§ **Stated goal**
Beginning with the line containing "Point out the gold ring" and ending with the last line of the records, set down every line exactly.

§ **Task inputs**
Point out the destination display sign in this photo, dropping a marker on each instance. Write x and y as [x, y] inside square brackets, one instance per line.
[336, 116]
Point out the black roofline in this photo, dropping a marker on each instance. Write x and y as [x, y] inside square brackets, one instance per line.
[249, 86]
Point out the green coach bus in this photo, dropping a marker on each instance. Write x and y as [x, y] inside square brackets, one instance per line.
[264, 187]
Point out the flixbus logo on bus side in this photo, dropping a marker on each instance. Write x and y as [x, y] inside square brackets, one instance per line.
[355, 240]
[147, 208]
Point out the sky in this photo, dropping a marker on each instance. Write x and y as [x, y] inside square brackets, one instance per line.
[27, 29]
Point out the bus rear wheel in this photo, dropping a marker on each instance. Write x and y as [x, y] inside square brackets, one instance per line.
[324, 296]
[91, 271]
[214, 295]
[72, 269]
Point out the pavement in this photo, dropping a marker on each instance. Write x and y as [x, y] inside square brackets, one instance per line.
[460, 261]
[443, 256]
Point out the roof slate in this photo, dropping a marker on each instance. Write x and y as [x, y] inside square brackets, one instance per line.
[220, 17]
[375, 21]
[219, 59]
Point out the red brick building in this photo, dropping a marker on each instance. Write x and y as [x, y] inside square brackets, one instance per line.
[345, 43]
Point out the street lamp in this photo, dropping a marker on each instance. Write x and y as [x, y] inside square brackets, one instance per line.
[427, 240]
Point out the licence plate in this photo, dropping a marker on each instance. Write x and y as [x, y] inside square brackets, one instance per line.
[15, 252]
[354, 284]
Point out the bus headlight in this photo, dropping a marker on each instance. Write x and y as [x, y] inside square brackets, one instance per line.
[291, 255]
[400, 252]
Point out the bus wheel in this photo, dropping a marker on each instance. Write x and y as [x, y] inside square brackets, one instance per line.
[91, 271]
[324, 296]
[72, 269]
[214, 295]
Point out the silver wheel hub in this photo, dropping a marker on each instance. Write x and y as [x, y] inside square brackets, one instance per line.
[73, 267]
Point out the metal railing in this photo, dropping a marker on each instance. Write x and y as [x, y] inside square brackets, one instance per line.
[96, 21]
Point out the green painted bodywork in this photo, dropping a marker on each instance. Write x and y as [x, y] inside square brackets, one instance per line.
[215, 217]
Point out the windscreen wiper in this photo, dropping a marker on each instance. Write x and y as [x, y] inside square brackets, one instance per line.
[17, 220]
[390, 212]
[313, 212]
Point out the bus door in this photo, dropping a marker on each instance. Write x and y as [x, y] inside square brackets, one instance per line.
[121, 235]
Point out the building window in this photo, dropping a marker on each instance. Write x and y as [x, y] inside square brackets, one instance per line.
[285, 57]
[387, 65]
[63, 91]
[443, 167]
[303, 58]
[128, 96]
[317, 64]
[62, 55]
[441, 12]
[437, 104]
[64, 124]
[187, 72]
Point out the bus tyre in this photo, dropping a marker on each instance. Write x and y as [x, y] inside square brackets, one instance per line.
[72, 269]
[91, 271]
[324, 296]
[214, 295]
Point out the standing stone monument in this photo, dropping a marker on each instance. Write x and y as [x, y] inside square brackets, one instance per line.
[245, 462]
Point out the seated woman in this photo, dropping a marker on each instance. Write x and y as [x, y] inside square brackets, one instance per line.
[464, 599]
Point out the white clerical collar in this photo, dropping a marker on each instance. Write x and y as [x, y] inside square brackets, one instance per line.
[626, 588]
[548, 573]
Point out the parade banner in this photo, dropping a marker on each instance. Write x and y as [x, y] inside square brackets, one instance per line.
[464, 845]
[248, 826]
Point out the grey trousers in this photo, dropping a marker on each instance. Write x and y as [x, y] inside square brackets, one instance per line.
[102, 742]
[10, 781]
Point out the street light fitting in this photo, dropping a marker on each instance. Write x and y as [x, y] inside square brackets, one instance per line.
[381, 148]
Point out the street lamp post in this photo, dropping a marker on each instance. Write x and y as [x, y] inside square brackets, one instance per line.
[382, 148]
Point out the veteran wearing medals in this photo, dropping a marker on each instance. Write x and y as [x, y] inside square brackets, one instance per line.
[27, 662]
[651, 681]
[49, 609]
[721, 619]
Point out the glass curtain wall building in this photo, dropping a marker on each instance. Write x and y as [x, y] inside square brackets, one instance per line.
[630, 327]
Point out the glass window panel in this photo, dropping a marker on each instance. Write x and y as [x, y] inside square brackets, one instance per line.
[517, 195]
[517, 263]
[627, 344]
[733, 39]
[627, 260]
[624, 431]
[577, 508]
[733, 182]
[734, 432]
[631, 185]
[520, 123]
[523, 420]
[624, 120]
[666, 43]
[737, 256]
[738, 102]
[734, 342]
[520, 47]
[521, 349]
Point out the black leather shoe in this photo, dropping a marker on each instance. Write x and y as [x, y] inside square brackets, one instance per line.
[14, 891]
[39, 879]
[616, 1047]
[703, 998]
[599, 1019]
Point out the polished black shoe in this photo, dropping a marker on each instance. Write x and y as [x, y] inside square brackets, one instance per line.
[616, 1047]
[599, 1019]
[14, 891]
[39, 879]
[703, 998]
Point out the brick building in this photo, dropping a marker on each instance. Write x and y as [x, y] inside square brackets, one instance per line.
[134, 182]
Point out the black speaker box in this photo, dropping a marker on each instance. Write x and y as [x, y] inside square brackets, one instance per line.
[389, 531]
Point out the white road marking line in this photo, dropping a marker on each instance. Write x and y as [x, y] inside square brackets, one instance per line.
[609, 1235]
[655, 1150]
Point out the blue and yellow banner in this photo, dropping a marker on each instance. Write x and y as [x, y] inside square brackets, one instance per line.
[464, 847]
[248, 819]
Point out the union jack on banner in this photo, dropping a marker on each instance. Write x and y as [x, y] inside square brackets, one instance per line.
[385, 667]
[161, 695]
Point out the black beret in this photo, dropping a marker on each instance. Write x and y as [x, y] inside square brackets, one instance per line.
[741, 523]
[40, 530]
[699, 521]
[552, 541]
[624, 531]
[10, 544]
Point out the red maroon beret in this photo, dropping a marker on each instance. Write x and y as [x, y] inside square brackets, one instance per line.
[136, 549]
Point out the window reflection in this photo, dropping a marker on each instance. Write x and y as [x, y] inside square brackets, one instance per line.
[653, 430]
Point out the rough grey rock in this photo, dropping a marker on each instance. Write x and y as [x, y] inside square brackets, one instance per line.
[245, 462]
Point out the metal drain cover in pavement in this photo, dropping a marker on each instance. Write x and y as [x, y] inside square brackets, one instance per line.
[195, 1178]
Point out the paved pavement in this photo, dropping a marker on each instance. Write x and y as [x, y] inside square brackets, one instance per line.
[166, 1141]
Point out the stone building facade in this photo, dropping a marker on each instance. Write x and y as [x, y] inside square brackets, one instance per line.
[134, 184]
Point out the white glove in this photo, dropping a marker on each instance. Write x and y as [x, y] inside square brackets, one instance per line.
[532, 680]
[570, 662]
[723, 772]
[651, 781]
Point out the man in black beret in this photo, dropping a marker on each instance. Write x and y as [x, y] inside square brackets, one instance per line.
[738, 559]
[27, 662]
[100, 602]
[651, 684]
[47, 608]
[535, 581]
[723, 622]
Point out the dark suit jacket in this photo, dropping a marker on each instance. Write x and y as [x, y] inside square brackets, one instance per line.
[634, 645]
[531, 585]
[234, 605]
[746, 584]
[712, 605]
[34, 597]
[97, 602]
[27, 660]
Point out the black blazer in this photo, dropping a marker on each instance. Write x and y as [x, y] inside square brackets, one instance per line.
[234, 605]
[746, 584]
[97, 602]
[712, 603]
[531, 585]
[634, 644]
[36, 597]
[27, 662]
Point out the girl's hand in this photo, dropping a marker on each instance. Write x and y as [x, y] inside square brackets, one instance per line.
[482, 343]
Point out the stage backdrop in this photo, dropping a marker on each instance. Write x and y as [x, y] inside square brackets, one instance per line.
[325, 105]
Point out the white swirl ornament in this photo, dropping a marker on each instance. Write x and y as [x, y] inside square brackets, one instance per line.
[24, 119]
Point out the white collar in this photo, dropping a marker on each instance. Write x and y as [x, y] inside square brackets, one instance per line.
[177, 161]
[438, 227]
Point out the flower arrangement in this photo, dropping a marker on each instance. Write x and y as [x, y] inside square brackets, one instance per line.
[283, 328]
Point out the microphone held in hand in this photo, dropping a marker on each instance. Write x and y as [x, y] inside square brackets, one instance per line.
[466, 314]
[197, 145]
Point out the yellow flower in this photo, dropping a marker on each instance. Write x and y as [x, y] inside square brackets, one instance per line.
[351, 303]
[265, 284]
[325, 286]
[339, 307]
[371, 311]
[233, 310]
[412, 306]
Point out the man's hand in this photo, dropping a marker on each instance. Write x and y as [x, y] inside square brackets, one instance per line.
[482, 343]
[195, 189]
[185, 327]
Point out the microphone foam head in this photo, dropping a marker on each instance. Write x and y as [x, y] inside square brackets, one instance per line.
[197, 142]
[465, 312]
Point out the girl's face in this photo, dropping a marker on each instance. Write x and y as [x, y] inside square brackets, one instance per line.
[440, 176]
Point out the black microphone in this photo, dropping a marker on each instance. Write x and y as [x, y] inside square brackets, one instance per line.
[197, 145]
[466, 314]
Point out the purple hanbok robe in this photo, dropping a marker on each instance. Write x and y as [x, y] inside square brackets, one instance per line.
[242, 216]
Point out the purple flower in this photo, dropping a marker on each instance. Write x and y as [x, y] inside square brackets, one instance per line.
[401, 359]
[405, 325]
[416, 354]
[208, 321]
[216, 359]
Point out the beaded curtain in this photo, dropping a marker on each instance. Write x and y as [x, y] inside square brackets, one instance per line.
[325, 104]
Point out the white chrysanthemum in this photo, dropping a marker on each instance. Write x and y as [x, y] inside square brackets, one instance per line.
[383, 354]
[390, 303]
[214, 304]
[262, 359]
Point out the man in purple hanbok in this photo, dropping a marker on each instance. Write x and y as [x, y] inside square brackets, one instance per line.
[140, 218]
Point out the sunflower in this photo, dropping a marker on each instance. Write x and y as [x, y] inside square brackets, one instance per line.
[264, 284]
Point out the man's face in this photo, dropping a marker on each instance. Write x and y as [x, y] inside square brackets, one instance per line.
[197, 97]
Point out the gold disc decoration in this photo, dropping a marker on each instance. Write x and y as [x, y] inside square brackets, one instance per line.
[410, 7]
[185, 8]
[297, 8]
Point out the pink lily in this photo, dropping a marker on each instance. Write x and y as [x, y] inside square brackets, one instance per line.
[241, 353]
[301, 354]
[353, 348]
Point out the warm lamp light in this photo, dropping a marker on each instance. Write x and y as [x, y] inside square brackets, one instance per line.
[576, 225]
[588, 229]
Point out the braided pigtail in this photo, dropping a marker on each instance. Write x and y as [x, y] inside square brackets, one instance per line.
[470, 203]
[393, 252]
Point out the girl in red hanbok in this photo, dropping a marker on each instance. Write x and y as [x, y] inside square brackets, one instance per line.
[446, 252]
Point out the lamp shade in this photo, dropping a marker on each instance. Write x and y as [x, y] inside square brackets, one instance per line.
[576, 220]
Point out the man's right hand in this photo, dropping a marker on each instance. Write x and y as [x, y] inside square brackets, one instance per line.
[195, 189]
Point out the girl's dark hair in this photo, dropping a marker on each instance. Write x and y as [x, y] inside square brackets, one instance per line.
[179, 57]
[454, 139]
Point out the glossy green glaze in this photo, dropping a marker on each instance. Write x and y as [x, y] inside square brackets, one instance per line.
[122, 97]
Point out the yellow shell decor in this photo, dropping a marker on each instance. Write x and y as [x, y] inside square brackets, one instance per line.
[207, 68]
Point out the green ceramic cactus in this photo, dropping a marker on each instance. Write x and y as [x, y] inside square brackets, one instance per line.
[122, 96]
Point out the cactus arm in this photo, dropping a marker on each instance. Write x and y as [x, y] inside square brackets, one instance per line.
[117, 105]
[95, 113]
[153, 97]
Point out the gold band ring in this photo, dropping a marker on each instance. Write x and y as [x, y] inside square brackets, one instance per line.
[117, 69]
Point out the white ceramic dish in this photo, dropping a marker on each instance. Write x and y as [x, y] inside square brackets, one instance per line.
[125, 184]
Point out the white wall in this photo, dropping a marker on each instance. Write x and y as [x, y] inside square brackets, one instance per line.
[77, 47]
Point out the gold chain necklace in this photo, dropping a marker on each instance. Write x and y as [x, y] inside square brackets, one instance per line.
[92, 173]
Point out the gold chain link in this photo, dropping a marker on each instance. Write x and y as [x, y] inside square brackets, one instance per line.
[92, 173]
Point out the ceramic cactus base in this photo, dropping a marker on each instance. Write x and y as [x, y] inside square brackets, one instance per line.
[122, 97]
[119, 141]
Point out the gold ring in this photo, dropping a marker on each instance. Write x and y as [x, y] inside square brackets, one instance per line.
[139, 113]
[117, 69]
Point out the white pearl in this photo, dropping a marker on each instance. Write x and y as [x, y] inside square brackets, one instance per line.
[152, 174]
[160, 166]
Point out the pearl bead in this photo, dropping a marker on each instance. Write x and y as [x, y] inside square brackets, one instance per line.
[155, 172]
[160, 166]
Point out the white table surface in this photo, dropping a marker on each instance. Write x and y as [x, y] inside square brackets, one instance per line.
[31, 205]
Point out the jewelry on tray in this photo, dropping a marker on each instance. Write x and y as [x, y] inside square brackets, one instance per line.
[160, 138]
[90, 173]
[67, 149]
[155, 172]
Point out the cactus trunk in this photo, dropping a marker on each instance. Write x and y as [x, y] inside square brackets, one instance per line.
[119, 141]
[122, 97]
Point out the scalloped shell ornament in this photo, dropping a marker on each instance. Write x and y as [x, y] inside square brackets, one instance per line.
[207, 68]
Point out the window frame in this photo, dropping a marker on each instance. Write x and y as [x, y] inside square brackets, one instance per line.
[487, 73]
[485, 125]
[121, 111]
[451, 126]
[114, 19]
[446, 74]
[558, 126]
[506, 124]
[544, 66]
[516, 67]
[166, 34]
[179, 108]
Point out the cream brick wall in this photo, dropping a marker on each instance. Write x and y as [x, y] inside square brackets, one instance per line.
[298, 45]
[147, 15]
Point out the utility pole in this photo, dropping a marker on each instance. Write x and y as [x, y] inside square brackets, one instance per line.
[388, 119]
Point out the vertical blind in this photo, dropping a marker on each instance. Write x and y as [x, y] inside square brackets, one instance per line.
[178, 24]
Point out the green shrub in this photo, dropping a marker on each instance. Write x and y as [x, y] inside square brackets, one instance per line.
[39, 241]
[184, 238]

§ **Task result**
Point out the gold ring in this photo, dropping a marker on each instance. Write x and y as [x, y] inside square brackets, one instance per line.
[139, 113]
[117, 69]
Point out the white pearl in this photo, dropping a marker on each instance. Write x and y as [x, y] inside square brackets, one instance per line.
[152, 174]
[160, 166]
Point out the pearl bead in this photo, dropping a marker on each instance. Write x and y as [x, y] inside square brackets, one instance per line.
[155, 172]
[160, 166]
Point out the white table surface in this photo, dropping a marker on each instance. Write x and y as [x, y] inside square brackets, one instance per line.
[31, 205]
Point out the jewelry on tray in this photo, dropping a marker on each instance. Write x and y as [x, y] inside square brackets, one instance per line.
[160, 138]
[90, 173]
[67, 149]
[155, 172]
Point out the cactus trunk in this photo, dropping a marker on each instance. Write x and y as [x, y] inside square brackets, one instance per line.
[119, 141]
[122, 97]
Point out the scalloped shell ornament in this photo, dropping a marker on each instance. Write x and y as [x, y] inside square brackets, one instance per line.
[207, 68]
Point out the window frame in this photo, dropping a marker on each instance. Write x and y as [x, y] inside square brackets, one instance per line.
[487, 73]
[485, 125]
[121, 111]
[451, 126]
[114, 19]
[446, 74]
[558, 126]
[506, 124]
[544, 66]
[516, 67]
[166, 34]
[179, 108]
Point out the cream brick wall in this photo, dropping a marker on each instance. Write x and y as [x, y] inside square brackets, one instance per line.
[298, 45]
[147, 15]
Point out the utility pole in this photo, dropping a marker on each instance. Write x and y as [x, y] inside square brackets, one instance per line.
[388, 119]
Point out the vertical blind in this photo, dropping a marker on each instance. Write x and y as [x, y] inside square brackets, one instance per line.
[178, 24]
Point out the green shrub in this photo, dropping a marker on each instance. Write x and y as [x, y] inside square brackets, one instance per line.
[39, 241]
[184, 238]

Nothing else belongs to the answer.